- [Source]
— BEGIN —

= Bess Flynn =

American actress and writer (1886–1976)

Bess McAllister Flynn (August 1886 - February 28, 1976) was an American actress and a writer of radio soap operas.

==Early years==

Born Bess McAllister in Iowa in August 1886, Flynn was the daughter of a schoolmaster and a teacher. She began teaching in a country school when she was 16, but she resigned three years later to become a member of a traveling stock theater troupe.
== Acting ==
Flynn acted in stock theater in Canada and in the midwestern United States before she began working on radio. Her husband was also a stock actor, and when they began having children, they left the theater and operated a printing business. The depression ended that income. In 1931 she took her son to Chicago to audition for a radio program. The audition was delayed because of the lack of a woman to read some lines in the script, so Flynn volunteered to do that. She and her son left with roles on the show, with Flynn portraying Tilda on The Gumps. Flynn also portrayed Mother Moynihan on Painted Dreams. Other radio programs on which she acted included Princess Pat Players.

== Writing ==
Flynn's acting on radio kindled her interest in writing. As she read her lines, she decided to try writing scripts, and in 1935 she began doing so. When a dispute about sponsorship caused Irna Phillips to stop writing Painted Dreams, Flynn became one of the show's new writers. In 1940 she left acting entirely so that she could spend more time writing.

— END —

- [Written exercise A]
Answer these questions about the Bess Flynn biography, one answer per line, marked as the questions are.
(i) At what age did Flynn begin teaching in a country school?
(ii) Which character did Flynn portray on The Gumps?
(iii) In what year did Flynn leave acting entirely?

Some rows:
— BEGIN —

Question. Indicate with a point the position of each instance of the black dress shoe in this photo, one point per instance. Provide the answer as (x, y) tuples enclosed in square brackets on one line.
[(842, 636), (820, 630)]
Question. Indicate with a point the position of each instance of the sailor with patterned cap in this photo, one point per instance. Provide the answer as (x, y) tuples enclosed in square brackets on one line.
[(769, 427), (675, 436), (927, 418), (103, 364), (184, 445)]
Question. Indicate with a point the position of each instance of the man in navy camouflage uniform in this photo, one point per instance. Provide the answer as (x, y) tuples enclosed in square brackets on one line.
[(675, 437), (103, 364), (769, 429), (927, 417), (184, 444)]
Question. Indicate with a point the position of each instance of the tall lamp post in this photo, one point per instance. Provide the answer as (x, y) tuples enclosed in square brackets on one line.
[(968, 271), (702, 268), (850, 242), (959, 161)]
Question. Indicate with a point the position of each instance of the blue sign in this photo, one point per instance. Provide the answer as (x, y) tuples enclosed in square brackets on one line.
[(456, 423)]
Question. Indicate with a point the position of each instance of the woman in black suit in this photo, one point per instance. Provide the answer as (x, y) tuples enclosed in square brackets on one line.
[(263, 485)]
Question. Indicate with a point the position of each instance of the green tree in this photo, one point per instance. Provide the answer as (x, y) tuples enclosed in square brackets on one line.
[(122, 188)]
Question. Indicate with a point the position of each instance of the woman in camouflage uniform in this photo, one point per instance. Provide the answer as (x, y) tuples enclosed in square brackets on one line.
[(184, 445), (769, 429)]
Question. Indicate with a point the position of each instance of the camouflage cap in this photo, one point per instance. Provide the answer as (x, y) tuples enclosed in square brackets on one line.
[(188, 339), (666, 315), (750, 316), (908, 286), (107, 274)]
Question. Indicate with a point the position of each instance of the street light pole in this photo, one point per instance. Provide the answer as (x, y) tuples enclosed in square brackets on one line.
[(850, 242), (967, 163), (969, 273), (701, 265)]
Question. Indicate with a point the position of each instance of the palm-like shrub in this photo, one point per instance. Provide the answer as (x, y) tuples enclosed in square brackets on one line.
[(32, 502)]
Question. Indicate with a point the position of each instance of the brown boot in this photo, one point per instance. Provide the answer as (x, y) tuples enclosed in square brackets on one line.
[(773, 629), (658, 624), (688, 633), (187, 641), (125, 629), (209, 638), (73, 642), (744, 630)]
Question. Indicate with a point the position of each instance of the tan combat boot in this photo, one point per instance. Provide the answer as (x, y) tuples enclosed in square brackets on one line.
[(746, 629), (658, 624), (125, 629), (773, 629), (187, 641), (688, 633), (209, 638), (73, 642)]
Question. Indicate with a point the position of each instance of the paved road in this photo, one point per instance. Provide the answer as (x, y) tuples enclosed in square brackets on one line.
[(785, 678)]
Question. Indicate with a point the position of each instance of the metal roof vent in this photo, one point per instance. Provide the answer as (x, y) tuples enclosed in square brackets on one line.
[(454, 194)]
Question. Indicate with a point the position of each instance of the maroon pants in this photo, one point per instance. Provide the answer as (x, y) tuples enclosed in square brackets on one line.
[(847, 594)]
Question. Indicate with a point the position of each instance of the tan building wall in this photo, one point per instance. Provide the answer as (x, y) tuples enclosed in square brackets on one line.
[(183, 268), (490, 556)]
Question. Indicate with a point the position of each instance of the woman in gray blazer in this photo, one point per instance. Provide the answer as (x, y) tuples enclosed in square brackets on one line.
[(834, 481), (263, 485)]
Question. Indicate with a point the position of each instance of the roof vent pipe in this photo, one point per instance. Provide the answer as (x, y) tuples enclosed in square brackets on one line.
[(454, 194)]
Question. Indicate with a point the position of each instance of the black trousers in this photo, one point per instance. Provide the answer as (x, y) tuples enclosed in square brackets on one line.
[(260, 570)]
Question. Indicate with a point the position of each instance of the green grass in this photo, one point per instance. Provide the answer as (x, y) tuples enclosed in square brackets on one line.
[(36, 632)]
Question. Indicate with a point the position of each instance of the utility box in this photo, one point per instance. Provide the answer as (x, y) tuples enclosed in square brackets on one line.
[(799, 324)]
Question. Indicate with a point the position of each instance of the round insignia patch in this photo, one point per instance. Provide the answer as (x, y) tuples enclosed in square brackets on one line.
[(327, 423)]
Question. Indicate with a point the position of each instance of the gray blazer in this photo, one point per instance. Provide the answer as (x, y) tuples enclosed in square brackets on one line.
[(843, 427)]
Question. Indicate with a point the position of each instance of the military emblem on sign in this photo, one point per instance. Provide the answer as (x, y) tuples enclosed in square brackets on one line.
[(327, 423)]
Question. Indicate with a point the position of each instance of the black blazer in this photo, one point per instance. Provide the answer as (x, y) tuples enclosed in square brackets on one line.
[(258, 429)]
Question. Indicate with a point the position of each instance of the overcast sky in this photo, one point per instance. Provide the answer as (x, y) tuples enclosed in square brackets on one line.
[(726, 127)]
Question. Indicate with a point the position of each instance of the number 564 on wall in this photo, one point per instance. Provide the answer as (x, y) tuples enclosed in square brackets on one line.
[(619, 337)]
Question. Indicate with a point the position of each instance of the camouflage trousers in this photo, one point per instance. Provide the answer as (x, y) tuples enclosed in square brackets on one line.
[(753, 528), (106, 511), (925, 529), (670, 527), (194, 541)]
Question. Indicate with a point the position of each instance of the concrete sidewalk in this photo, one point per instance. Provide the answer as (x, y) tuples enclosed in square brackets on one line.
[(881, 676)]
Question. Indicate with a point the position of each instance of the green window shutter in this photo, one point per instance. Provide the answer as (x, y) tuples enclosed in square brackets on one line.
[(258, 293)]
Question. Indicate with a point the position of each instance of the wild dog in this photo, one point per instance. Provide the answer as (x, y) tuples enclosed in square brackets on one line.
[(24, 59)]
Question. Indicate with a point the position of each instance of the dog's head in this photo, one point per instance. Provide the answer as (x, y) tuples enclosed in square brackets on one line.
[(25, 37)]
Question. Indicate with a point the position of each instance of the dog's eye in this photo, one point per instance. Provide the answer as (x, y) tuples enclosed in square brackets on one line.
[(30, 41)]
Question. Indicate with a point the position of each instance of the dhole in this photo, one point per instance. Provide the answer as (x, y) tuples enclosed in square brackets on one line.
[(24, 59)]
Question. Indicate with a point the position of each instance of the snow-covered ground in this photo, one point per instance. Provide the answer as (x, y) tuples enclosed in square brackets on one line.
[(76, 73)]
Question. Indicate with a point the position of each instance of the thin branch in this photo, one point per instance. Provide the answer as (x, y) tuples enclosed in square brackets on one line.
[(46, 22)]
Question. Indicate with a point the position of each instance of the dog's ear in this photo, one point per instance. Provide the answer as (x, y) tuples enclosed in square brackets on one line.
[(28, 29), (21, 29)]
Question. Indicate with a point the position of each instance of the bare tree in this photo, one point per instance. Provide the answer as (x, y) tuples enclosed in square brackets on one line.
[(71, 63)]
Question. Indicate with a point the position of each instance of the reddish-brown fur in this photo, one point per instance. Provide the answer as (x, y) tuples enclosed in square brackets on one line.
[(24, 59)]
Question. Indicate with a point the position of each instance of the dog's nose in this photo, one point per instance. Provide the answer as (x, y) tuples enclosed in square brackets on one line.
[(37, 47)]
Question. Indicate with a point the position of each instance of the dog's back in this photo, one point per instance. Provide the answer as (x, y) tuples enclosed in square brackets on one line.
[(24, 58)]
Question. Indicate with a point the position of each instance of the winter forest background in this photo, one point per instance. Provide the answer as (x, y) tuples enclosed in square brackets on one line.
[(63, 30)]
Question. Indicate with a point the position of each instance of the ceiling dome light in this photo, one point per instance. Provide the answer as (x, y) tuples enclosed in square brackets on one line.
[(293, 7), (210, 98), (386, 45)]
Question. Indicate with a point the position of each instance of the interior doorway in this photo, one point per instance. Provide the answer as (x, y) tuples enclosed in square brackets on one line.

— END —

- [Written exercise B]
Format the rows from the first one through the one containing "[(675, 437), (103, 364), (769, 429), (927, 417), (184, 444)]" as a two-column CSV with columns "prompt" and "points". Give one line per row, with its wording and its answer each in a single quoted field and any line breaks replaced by spaces.

- [Answer A]
(i) 16
(ii) Tilda
(iii) 1940

- [Answer B]
prompt,points
"Question. Indicate with a point the position of each instance of the black dress shoe in this photo, one point per instance. Provide the answer as (x, y) tuples enclosed in square brackets on one line.","[(842, 636), (820, 630)]"
"Question. Indicate with a point the position of each instance of the sailor with patterned cap in this photo, one point per instance. Provide the answer as (x, y) tuples enclosed in square brackets on one line.","[(769, 427), (675, 436), (927, 418), (103, 364), (184, 445)]"
"Question. Indicate with a point the position of each instance of the man in navy camouflage uniform in this photo, one point per instance. Provide the answer as (x, y) tuples enclosed in square brackets on one line.","[(675, 437), (103, 364), (769, 429), (927, 417), (184, 444)]"